» **Отрывок из документа**:
--*--

Еще одно несчастье, происшедшее спустя два месяца, – самоубийство Елены Санниковой. Санникова погибла позже, в октябре, но, забегая вперед, придется рассказать о ней именно здесь.
Кладбище в Чистополе. Рисунок Агды Шор
Известие о смерти Цветаевой пришло вместе с Муром, приплывшим в Чистополь. И вот наш чистопольский хроникер Виноградов-Мамонт фиксирует:
«4 сентября. <…> утром пришло известие: мне перевели из Москвы 100 руб<лей>… Денег на почте я не получил, ибо в кассе – пусто. <…> (Там от одной писательницы узнал, что Марина Цветаева повесилась). Веселый, солнечный день и темно-синяя (“сапфирная”) Кама <…>»
В этой записи особенно поразителен конец. Не надо думать, что хроникер – человек недобрый. Спустя два месяца он проявит себя с самой наилучшей стороны.
«25 октября. Суббота. <…> В четвертом часу я заезжал в столовую – узнать новости. Сел с Арским за столик – глотать “шрапнель” (кашу). Вдруг приходит женщина и просит кого-нибудь из писателей помочь перенести труп Елены Санниковой (Обрадович сказал мне утром, что она повесилась), жены Григория Санникова – поэта. Никто из писателей не пошел. Я не считал возможным отказать в такой просьбе. Пришел на Красноармейскую, 125. На дворе лавка, на ней труп, накрытый простыней. Дали мне ее паспорт. Я взглянул на карточку, – и узнал в ней даму, которая 4 сентября сообщила мне: “Марина Цветаева повесилась”».
Все-таки жизненная драматургия невероятна. Ведь кто-то другой мог рассказать Виноградову-Мамонту о Цветаевой, не Санникова.
«Мне пришлось – пишет хроникер, – сопровождать труп в морг. Я попросил Нейштадт, жену переводчика, сообщить жене, что я остался на собрании.
Возница был учитель, хозяин квартиры, где жила Санникова. Оказалось, что она боялась нищеты. Получая 800 рублей в месяц, она прятала деньги, а иногда безрассудно их тратила – и потом приходила в Литфонд за пособием.
Считалась ненормальной психологически женщиной. Вчера вечером принесли ей повестку, отправляли в колхоз. А утром она повесилась на печной отдушине, поджав ноги. <…> Мальчик, сын 14 лет, обнаружил труп. С учителем мы в темноте (был шестой час вечера) проехали, утопая в грязи на кладбище. Не нашли ворота. Объехали кругом и потом между могил – провезли свою колымагу до морга (то есть простой избы – мертвецкой). По дороге лицо покойницы открывалось, и я задергивал простыню. У морга я с учителем переложил труп на носилки и внес в морг, где положили рядом с голым трупом какого-то мужчины… Сколько раз я встречался с поэтом, и он не знал, какую услугу суждено мне было оказать его жене. Поехали обратно, в полной темноте, оставив позади и морг, и сторожку, где шло пьянство и раздавались песни».
Вот так в городе, где у Санниковой было много знакомых, вез ее в морг чужой человек.

--*--

» **Данные набора**:
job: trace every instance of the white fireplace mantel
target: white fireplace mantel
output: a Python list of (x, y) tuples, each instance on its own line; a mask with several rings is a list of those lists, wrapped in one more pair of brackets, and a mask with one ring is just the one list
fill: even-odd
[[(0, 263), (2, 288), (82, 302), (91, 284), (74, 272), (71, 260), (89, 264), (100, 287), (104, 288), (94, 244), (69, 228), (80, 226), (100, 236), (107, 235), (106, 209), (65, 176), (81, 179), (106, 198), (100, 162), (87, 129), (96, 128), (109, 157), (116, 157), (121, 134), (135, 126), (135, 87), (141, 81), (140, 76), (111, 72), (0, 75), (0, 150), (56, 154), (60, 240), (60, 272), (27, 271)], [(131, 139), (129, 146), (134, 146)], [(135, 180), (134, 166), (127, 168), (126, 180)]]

--*--

» **Задание**: Перепишите без изменений часть отрывка о Елене Санниковой между словами «Кладбище в Чистополе.» и «самой наилучшей стороны.», включая оба. Записи взяты из другого источника.

» **Ответ**:
Кладбище в Чистополе. Рисунок Агды Шор
Известие о смерти Цветаевой пришло вместе с Муром, приплывшим в Чистополь. И вот наш чистопольский хроникер Виноградов-Мамонт фиксирует:
«4 сентября. <…> утром пришло известие: мне перевели из Москвы 100 руб<лей>… Денег на почте я не получил, ибо в кассе – пусто. <…> (Там от одной писательницы узнал, что Марина Цветаева повесилась). Веселый, солнечный день и темно-синяя (“сапфирная”) Кама <…>»
В этой записи особенно поразителен конец. Не надо думать, что хроникер – человек недобрый. Спустя два месяца он проявит себя с самой наилучшей стороны.